• _DIRECTIVE_
Print exactly the lines from the one containing "In this exercise you will find the bird's foot" through the last line of the records below, both included, and nothing else; omit any pictures.

• _LISTED ENTRIES_
╔══

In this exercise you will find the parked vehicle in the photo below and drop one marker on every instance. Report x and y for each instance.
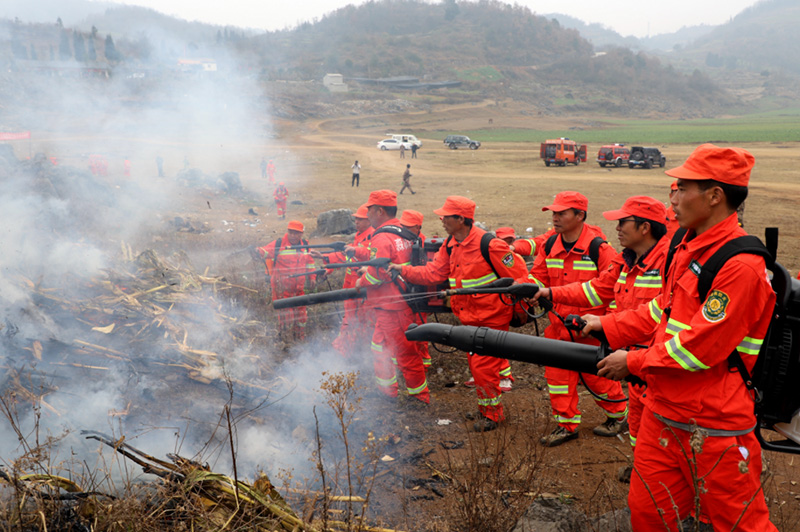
(456, 141)
(616, 154)
(562, 151)
(646, 157)
(405, 140)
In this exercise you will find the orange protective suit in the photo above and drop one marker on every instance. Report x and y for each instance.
(690, 385)
(463, 264)
(392, 318)
(558, 268)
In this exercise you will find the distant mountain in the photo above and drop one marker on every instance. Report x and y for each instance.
(597, 34)
(762, 37)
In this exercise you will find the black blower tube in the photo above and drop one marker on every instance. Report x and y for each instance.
(514, 346)
(316, 299)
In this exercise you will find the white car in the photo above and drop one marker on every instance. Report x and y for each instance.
(392, 144)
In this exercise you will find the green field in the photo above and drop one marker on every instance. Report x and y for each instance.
(773, 126)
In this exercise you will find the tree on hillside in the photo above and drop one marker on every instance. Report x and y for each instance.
(111, 52)
(91, 53)
(64, 49)
(450, 9)
(80, 48)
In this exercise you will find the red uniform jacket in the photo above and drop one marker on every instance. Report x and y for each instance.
(686, 367)
(382, 293)
(280, 194)
(285, 263)
(361, 242)
(561, 267)
(465, 267)
(623, 285)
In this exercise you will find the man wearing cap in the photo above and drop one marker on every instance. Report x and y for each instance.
(412, 220)
(282, 262)
(568, 257)
(384, 299)
(672, 223)
(355, 321)
(633, 279)
(281, 194)
(460, 260)
(696, 440)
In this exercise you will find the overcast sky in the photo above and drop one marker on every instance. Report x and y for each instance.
(627, 17)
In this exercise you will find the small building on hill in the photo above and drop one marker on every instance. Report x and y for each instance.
(334, 83)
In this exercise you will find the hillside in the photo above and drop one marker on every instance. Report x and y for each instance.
(496, 49)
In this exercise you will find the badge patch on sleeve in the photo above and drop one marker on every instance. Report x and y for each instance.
(714, 309)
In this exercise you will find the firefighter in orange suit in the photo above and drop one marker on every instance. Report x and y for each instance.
(569, 260)
(461, 261)
(412, 220)
(696, 441)
(281, 194)
(392, 314)
(283, 261)
(633, 279)
(672, 223)
(355, 320)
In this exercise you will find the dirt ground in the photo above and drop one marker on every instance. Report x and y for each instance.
(510, 184)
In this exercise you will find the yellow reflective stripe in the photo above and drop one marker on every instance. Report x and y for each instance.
(655, 311)
(472, 283)
(386, 382)
(674, 327)
(372, 280)
(584, 265)
(683, 356)
(648, 281)
(617, 415)
(418, 389)
(591, 294)
(535, 280)
(750, 346)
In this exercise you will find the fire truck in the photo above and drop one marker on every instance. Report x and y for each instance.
(562, 151)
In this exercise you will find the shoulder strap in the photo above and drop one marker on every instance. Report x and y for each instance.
(676, 239)
(402, 232)
(594, 249)
(744, 244)
(550, 243)
(486, 239)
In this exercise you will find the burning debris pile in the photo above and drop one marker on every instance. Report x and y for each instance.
(147, 316)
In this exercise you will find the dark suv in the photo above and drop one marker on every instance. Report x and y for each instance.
(647, 157)
(454, 141)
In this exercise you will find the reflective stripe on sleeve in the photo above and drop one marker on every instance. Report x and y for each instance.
(683, 356)
(674, 327)
(648, 281)
(591, 294)
(584, 266)
(655, 311)
(750, 346)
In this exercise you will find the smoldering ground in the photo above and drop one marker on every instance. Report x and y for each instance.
(100, 333)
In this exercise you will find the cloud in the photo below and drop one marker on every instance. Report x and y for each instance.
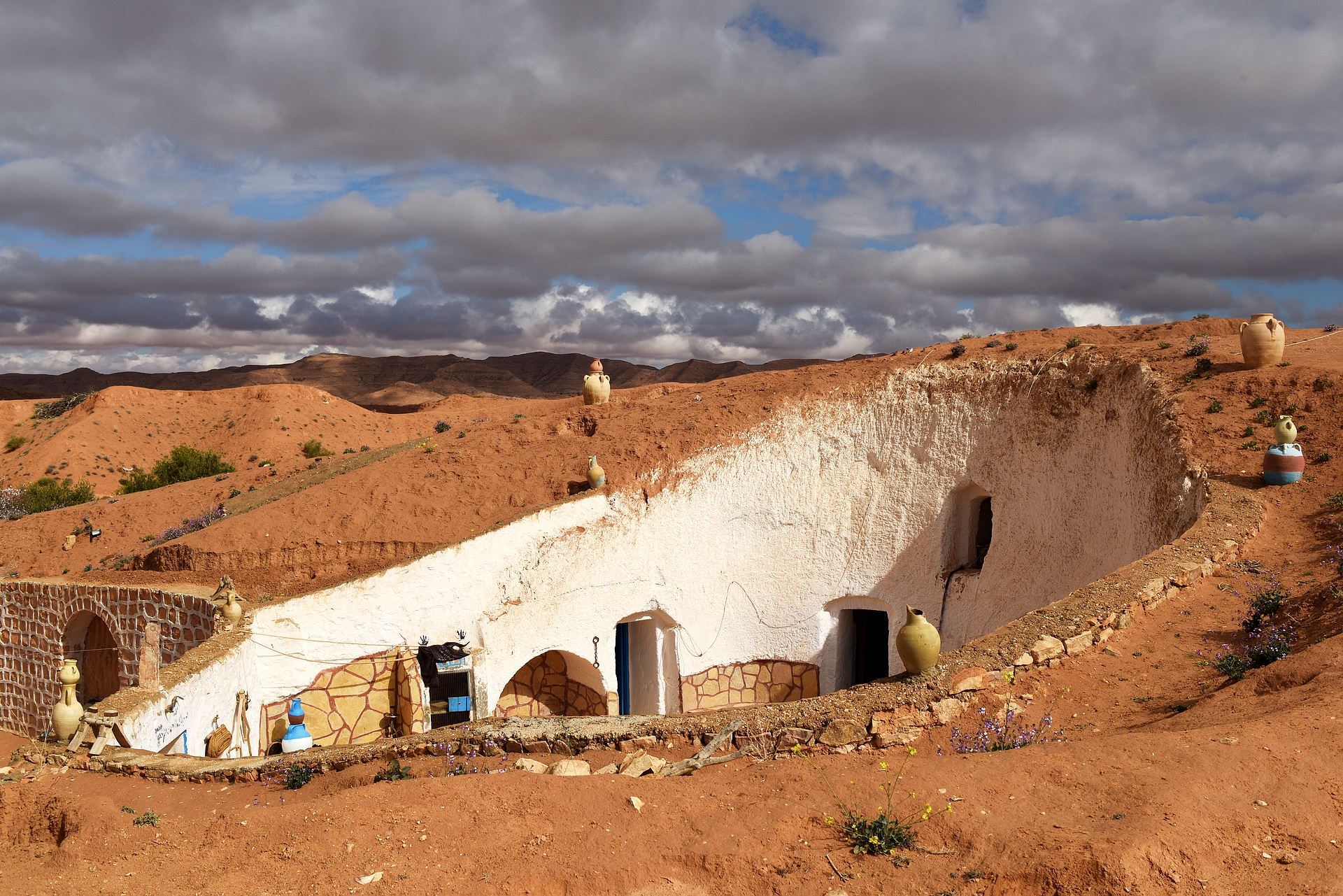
(258, 178)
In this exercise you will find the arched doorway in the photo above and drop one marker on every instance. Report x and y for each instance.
(553, 684)
(90, 642)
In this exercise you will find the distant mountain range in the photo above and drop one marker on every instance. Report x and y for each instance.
(395, 383)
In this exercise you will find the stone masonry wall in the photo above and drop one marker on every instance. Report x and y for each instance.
(750, 683)
(350, 704)
(33, 624)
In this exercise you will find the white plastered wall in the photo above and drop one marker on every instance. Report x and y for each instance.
(830, 504)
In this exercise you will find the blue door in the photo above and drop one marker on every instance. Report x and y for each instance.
(622, 665)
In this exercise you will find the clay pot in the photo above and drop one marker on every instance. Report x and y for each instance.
(597, 476)
(597, 387)
(1284, 464)
(233, 610)
(1284, 432)
(1263, 339)
(918, 642)
(66, 713)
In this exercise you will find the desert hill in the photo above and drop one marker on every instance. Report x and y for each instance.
(395, 383)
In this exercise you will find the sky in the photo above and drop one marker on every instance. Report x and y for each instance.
(191, 185)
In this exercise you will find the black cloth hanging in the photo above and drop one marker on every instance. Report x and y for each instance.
(432, 655)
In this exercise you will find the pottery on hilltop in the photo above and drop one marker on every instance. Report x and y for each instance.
(1284, 464)
(597, 476)
(1263, 339)
(1284, 432)
(918, 642)
(66, 713)
(597, 386)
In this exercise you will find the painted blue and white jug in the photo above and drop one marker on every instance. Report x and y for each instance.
(297, 737)
(1284, 464)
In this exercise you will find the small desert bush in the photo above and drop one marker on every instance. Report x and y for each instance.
(312, 448)
(886, 833)
(48, 410)
(190, 524)
(52, 495)
(182, 465)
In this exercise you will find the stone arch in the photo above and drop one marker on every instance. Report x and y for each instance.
(557, 683)
(93, 642)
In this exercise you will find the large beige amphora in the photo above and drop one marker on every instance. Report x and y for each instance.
(1263, 339)
(597, 386)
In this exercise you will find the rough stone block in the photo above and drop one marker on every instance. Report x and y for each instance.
(641, 763)
(897, 737)
(973, 678)
(1188, 575)
(1079, 643)
(842, 731)
(790, 738)
(946, 710)
(1046, 649)
(758, 744)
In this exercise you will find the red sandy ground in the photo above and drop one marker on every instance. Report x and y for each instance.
(1141, 797)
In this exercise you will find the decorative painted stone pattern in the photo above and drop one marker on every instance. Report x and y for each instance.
(544, 688)
(34, 618)
(750, 683)
(350, 704)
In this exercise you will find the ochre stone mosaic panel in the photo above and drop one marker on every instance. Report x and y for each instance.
(544, 688)
(350, 704)
(750, 683)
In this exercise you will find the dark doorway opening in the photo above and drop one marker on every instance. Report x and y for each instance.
(622, 665)
(983, 531)
(871, 645)
(450, 699)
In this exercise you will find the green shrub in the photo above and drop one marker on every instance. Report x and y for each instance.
(52, 495)
(151, 817)
(182, 465)
(48, 410)
(394, 771)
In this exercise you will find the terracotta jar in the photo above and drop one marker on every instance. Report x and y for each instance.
(66, 713)
(1263, 339)
(1284, 432)
(918, 642)
(597, 476)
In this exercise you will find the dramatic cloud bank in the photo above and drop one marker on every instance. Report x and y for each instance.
(203, 185)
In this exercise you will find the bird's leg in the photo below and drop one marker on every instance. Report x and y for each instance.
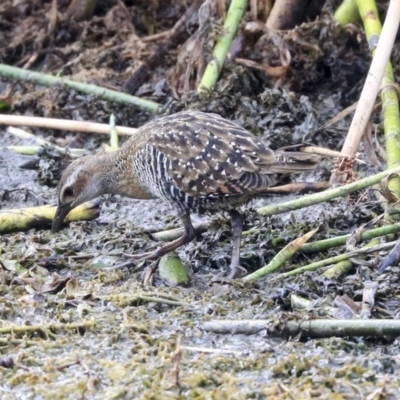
(237, 227)
(188, 235)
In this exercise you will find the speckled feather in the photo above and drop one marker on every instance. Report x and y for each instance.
(209, 156)
(193, 160)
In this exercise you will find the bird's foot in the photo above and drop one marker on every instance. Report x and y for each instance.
(235, 272)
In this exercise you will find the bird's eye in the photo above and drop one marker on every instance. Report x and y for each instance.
(68, 192)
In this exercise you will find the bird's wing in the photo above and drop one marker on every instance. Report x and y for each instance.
(211, 156)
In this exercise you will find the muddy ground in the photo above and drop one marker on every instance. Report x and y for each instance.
(100, 333)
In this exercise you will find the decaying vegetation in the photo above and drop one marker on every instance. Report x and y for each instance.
(316, 316)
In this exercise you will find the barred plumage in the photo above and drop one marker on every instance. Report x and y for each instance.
(196, 162)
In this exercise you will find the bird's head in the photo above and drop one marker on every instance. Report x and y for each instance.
(82, 181)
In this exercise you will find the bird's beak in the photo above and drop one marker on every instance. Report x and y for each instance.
(61, 213)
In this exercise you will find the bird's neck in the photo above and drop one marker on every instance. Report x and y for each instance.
(118, 176)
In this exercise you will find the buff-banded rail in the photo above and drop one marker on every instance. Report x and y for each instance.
(196, 162)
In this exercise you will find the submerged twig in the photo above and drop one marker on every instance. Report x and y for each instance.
(285, 254)
(63, 124)
(213, 69)
(333, 260)
(46, 80)
(309, 329)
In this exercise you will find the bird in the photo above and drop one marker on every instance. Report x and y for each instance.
(196, 162)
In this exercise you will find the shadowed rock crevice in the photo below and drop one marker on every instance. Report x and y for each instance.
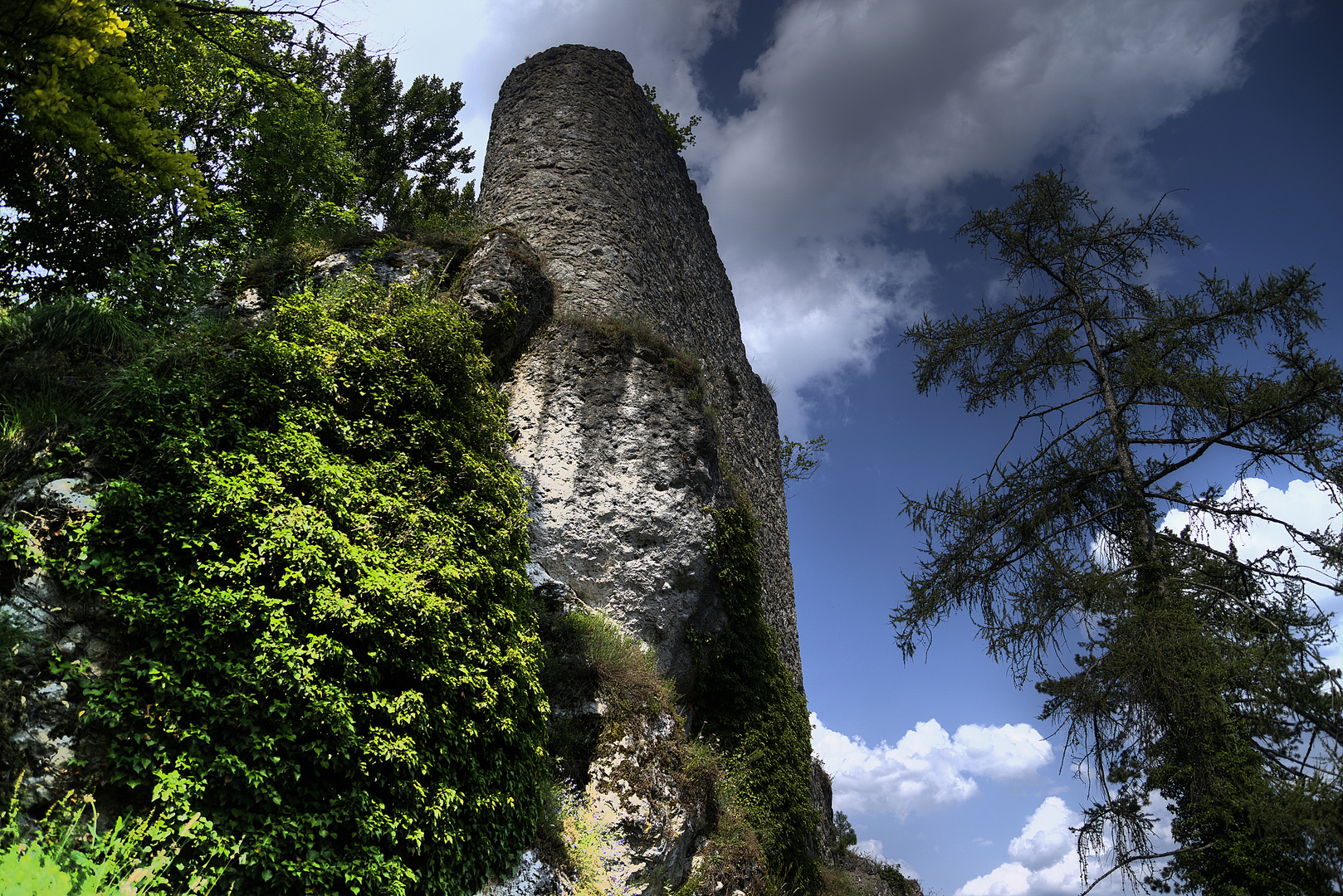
(579, 163)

╚══

• _TASK ANSWER_
In this exercise you will find the bird's foot in the photo above and drop one marker on every instance. Report x and y for each instance.
(235, 272)
In this exercise you will find the bird's eye in the photo above and drop one marker on every instance. Report x and y for each instance.
(68, 192)
In this exercise you will find the bird's wing in the photo above and drop one marker on every instance. Report x and y for each instance.
(211, 156)
In this exercise you will find the muddy ground in the photo above and drop one marker on every instance. Report x and y for each instance.
(100, 333)
In this exercise you will find the decaying vegetation in the photo above and drop one marker on every instance. Report x and y for each instance.
(316, 316)
In this exercise you will find the barred plumage in the photo above and drop one marker on every instance. Report x and y for each instance.
(196, 162)
In this exercise you will find the bird's head in the photo above and drop one marker on every instance. Report x and y for each instance.
(82, 181)
In this exercise you will find the bird's beak in the photo above and drop one marker on every instance. Report x and y for each instance.
(61, 213)
In this exercise you will find the bird's neck in the photo above and drop one marker on every instance. Report x and y for each instance.
(118, 176)
In this exercise you will find the buff-banded rail in the photo above and drop one marker on every instance. Report x and y for each instance.
(196, 162)
In this exercise you will find the submerged twig in the photo above and drop one marker on every instance. Report x and y for each instance.
(285, 254)
(63, 124)
(213, 69)
(333, 260)
(46, 80)
(309, 329)
In this exercise you will find the bird in the photo above and drop one marker on every instance. Report x and y for each instance.
(196, 162)
In this exercise you will find the shadowed rock crevice in the photo below and drop one marker on every instance. Report x and y for each instance.
(579, 163)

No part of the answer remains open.